## Begin
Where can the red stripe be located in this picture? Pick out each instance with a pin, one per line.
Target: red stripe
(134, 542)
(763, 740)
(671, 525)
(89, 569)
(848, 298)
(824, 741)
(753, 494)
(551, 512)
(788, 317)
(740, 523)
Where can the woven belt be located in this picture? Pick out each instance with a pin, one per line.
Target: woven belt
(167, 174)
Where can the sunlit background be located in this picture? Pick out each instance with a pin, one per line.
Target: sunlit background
## End
## Begin
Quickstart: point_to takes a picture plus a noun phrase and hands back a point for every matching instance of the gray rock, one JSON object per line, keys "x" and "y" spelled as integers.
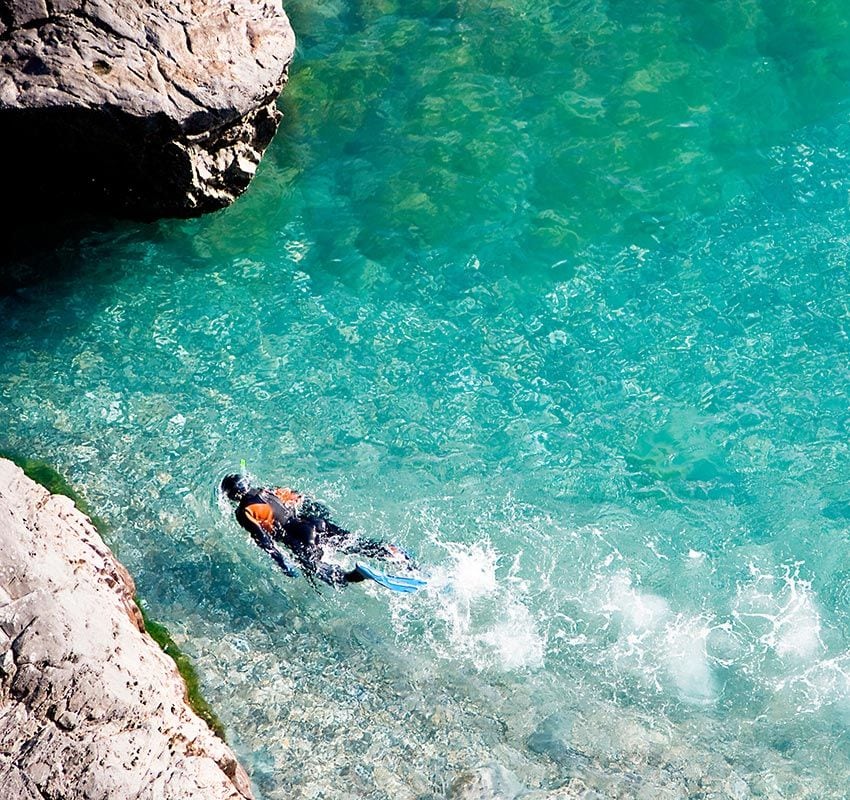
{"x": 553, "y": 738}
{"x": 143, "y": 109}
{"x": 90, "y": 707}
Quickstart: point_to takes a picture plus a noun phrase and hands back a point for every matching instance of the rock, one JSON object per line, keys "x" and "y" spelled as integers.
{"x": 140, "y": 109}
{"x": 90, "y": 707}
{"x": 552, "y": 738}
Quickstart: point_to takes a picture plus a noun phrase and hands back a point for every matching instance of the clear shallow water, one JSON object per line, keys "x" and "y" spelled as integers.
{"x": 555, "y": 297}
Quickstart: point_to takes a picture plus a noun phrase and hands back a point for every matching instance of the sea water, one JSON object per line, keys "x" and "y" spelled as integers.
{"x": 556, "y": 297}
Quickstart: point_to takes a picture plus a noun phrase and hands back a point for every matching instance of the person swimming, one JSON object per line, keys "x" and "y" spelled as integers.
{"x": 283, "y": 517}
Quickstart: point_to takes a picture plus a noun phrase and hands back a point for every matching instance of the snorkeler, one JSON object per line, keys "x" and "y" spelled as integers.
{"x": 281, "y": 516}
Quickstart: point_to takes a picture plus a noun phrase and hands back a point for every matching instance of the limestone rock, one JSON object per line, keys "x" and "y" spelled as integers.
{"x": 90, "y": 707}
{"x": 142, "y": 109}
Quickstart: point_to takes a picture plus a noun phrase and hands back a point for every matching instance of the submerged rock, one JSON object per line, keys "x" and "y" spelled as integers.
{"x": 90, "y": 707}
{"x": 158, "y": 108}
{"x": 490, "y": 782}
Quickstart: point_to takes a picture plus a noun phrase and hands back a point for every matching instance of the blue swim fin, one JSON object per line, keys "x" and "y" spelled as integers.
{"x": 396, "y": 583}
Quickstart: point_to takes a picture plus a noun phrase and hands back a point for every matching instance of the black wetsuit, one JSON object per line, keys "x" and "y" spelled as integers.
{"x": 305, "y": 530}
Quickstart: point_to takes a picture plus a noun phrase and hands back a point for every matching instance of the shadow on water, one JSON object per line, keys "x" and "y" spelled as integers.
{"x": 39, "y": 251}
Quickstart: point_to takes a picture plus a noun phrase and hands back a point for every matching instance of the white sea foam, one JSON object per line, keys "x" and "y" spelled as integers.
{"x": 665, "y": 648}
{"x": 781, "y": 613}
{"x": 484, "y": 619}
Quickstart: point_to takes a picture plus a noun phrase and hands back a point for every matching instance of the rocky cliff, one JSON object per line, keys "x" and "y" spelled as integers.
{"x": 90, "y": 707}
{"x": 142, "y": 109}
## End
● **EXERCISE**: Please repeat word for word every line starting with the one that contains "Where can the red" and going on through the one that contains "Target: sunlit background".

● **EXERCISE RESPONSE**:
Where can the red stripe be located in this picture? Pick out each instance with a pin, one per line.
Target: red stripe
(134, 542)
(763, 740)
(671, 525)
(89, 569)
(848, 298)
(824, 741)
(753, 494)
(551, 512)
(788, 317)
(740, 523)
Where can the woven belt be located in this picture? Pick out each instance with a pin, one per line.
Target: woven belt
(167, 174)
Where can the sunlit background be located in this picture? Pick out each instance with a pin, one per line.
Target: sunlit background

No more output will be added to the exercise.